### Required task a
According to the mailing-list thread on Pyramid's view_config decorators, what must view callable functions accept at minimum?

### Extracted text
But I want to. I really do. And view_config doesn't allow me to do so.
You should understand me. I don't want to have extra imports in my project.
I want transparent support from the framework. This example makes sense for 
me:

from pyramid.view import view_config
@view_config(decorator=(decorator1, decorator2, ...))

But this is not:
from pyramid.view import view_config
# Why should I do this for each of my view modules?
from somewhere import chain_decorators

@view_config(decorator=chain_decorators(decorator1, decorator2, ...))


On Thursday, June 21, 2012 4:21:24 PM UTC+4, Chris McDonough wrote:
>
> On 06/21/2012 07:29 AM, Max Avanov wrote: 
> >  > No! View callable functions must accept at least a request argument. 
> > There will never be something this that will work as a view callable: 
> > 
> > This is my typo. I was talking about a regular generic view callable. 
> > I still don't get how to rewrite these @authenticate_form and @https (as 
> > an example) - 
> > https://github.com/Pylons/pylons/blob/master/pylons/decorators/secure.py 
> > - to be able to do the common: 
> > 
> > @view_config() 
> > @https() 
> > @autnenticate_form 
> > def view(request) - or - def view(context, request) - or - def 
> view(self) 
> > 
> > without passing it to view_config 
>
> Why you don't want to pass the decorator to view_config via decorator= I 
> have no idea, given that dealing with the differences is the entire 
> purpose of that machinery and the code to support a chain of decorators 
> is entirely boilerplate. 
>
> But assuming you didn't, and assuming this isn't an entirely theoretical 
> exercise which we're beating to death, you could write a decorator that 
> assumed *one* signature which also set __module__, and __doc__ and on 
> the function returned from the decorator: 
>
> from functools import wraps 
>
> def adecorator(wrapped): 
>      def inner(request): 
>          print request.url 
>          return wrapped(request) 
>      return wraps(wrapped, ('__module__', '__doc__'))(decorator) 
>
> @view_config(....) 
> @adecorator 
> def view(request): 
>      ....

### Supplied information
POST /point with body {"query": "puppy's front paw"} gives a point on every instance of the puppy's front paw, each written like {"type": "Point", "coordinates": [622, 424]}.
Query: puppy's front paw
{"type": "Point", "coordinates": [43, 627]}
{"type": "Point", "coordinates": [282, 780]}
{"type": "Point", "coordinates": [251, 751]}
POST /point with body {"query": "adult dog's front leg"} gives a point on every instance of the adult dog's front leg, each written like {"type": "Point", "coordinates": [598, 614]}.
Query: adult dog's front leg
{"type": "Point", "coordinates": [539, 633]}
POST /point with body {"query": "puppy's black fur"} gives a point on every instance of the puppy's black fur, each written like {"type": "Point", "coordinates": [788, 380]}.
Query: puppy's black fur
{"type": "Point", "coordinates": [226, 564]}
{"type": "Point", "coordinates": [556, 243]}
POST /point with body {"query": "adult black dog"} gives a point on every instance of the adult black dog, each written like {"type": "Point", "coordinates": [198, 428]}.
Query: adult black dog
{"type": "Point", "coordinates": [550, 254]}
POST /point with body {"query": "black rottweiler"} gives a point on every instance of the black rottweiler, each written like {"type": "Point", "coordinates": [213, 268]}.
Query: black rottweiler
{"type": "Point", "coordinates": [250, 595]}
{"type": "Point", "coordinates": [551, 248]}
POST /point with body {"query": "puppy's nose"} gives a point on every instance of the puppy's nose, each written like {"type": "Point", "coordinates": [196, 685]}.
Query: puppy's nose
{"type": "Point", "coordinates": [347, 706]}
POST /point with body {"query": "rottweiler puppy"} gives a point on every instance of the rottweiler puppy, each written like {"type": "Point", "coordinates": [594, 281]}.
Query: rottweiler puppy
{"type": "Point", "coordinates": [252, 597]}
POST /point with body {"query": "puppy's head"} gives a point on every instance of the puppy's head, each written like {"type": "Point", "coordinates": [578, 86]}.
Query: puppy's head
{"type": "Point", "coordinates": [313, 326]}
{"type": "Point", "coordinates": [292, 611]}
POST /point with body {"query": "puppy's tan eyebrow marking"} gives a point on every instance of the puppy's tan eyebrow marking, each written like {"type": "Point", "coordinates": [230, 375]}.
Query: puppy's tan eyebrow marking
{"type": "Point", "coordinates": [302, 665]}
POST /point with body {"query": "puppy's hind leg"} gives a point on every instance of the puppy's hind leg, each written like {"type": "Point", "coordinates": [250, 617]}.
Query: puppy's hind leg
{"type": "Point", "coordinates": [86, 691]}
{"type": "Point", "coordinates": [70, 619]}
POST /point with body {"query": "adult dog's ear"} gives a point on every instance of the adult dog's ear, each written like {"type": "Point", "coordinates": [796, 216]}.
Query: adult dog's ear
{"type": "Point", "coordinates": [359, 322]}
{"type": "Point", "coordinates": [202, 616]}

### Required task b
Pull out each line of the rows that contains the string "front".

### Output a
At least a request argument.

### Output b
POST /point with body {"query": "puppy's front paw"} gives a point on every instance of the puppy's front paw, each written like {"type": "Point", "coordinates": [622, 424]}.
Query: puppy's front paw
POST /point with body {"query": "adult dog's front leg"} gives a point on every instance of the adult dog's front leg, each written like {"type": "Point", "coordinates": [598, 614]}.
Query: adult dog's front leg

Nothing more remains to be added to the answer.